* _PASSAGE TO READ_:

In 1996, there was more U.S.-assisted mischief on the part of Yeltsin. The worst incident was the “loans for shares” scandal, a crooked privatization scheme in which Yeltsin sold Russia’s most valuable natural-resource firms to oligarchs by way of fraudulent auctions—a fraud that was matched by that of the 1996 election, when Yeltsin won his second term. The United States was again tarred by complicity, by winking at such electoral violations as state media working to elect Yeltsin or the gross violations of campaign spending limits, and even by sending U.S. advisers to help Yeltsin’s stumbling campaign.

* _DATA ROWS_:
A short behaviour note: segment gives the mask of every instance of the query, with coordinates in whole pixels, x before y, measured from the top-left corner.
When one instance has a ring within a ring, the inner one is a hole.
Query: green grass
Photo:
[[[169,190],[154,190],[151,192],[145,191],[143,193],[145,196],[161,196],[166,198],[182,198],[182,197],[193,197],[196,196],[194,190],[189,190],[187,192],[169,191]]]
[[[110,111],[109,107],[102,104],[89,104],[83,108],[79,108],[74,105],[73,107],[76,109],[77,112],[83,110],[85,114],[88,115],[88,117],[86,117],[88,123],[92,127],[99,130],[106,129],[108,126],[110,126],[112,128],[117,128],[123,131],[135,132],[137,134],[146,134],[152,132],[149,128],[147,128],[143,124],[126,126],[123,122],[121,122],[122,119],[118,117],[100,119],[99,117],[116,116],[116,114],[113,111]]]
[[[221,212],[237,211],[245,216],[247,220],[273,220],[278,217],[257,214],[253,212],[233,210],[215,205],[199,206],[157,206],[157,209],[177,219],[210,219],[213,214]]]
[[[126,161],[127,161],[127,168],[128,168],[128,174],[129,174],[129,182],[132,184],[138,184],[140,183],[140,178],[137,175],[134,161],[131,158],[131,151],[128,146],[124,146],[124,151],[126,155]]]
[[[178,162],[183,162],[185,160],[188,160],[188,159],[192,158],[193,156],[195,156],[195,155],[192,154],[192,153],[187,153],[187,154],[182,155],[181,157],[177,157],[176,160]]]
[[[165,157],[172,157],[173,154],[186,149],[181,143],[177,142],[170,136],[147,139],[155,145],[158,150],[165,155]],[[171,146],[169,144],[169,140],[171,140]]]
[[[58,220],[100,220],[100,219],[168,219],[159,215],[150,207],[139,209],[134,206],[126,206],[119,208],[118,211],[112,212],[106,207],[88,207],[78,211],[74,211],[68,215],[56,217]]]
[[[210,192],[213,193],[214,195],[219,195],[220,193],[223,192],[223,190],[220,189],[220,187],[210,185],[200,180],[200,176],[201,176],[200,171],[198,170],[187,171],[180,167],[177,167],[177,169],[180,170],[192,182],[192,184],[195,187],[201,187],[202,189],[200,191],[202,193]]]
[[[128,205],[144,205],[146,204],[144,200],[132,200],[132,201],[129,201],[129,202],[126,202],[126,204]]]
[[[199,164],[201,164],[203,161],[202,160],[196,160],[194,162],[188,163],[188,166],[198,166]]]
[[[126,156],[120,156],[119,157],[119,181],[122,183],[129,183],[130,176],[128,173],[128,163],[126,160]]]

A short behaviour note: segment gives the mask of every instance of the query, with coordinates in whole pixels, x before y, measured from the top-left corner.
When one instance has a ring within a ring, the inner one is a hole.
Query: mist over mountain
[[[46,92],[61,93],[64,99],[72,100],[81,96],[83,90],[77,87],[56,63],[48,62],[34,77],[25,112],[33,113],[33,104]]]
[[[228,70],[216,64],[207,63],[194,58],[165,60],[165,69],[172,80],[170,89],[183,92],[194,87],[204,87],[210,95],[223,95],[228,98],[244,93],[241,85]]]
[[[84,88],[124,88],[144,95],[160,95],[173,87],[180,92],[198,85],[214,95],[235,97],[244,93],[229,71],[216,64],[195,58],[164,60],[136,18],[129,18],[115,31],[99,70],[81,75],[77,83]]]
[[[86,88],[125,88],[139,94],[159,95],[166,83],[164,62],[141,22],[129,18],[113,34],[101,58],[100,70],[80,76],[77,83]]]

* _WHAT TO PRODUCE_: Set down, word for word, the portion of the passage above on Yeltsin in 1996 that begins with the words containing "In 1996, there" and ends with "Yeltsin’s stumbling campaign.".

* _SOLUTION BELOW_:
In 1996, there was more U.S.-assisted mischief on the part of Yeltsin. The worst incident was the “loans for shares” scandal, a crooked privatization scheme in which Yeltsin sold Russia’s most valuable natural-resource firms to oligarchs by way of fraudulent auctions—a fraud that was matched by that of the 1996 election, when Yeltsin won his second term. The United States was again tarred by complicity, by winking at such electoral violations as state media working to elect Yeltsin or the gross violations of campaign spending limits, and even by sending U.S. advisers to help Yeltsin’s stumbling campaign.